> WHAT YOU WILL DO:
Extract the lines that carry the string "rocky" from the listing.

> GIVEN RECORDS:
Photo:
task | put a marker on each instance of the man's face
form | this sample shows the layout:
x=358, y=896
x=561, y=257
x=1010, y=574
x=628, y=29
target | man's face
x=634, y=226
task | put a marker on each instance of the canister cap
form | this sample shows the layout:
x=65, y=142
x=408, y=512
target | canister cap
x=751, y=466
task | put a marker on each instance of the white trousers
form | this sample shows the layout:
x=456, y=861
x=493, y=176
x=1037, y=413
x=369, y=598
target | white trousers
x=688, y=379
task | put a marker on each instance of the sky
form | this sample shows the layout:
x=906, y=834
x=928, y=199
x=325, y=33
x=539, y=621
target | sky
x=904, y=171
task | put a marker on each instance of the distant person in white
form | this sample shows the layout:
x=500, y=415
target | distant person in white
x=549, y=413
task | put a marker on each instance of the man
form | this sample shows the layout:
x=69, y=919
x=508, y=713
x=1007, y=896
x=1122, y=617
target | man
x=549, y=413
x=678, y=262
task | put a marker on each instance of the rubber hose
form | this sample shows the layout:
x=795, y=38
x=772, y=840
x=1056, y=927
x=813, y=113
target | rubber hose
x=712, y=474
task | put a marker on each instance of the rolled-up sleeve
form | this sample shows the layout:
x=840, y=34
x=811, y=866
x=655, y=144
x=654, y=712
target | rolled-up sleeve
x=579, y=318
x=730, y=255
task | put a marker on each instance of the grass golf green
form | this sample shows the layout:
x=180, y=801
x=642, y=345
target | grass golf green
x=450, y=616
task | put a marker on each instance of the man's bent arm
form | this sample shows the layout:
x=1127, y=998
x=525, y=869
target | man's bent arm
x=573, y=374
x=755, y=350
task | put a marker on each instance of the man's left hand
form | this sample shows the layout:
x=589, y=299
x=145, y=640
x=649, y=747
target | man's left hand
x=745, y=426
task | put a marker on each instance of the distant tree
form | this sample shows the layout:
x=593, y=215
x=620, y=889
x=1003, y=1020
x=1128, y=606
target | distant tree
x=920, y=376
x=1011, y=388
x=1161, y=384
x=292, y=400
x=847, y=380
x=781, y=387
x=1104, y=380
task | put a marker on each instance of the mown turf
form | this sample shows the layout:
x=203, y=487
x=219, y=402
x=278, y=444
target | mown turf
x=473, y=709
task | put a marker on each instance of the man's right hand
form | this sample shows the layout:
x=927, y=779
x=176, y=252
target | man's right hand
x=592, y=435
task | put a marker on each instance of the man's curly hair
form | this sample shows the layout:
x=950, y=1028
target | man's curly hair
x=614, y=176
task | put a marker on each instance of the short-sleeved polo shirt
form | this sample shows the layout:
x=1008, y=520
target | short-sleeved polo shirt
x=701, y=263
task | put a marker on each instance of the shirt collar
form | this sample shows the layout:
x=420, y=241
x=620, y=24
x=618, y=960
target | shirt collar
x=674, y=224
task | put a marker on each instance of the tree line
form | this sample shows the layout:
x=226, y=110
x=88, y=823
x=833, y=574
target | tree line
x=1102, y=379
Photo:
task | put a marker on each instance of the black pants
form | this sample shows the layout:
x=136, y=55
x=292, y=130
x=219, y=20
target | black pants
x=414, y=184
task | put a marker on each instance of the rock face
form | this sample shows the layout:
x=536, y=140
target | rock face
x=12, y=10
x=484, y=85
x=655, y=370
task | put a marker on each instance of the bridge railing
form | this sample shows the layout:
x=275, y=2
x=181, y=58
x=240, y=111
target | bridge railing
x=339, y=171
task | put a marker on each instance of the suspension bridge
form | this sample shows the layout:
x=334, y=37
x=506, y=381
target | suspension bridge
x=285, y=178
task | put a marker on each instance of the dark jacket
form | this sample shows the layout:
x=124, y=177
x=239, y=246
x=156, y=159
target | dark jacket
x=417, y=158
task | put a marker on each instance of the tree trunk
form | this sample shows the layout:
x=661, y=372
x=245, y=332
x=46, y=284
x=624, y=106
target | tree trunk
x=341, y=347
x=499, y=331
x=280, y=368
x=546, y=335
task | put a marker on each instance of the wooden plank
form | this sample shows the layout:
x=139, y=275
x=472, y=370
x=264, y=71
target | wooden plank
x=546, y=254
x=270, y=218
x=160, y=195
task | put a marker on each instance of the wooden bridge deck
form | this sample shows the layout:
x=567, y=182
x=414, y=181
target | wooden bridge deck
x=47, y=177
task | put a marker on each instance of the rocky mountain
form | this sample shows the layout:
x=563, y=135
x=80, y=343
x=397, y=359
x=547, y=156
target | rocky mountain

> RESULT FOR THIS EXERCISE:
task | put a marker on each instance of the rocky mountain
target | rocky mountain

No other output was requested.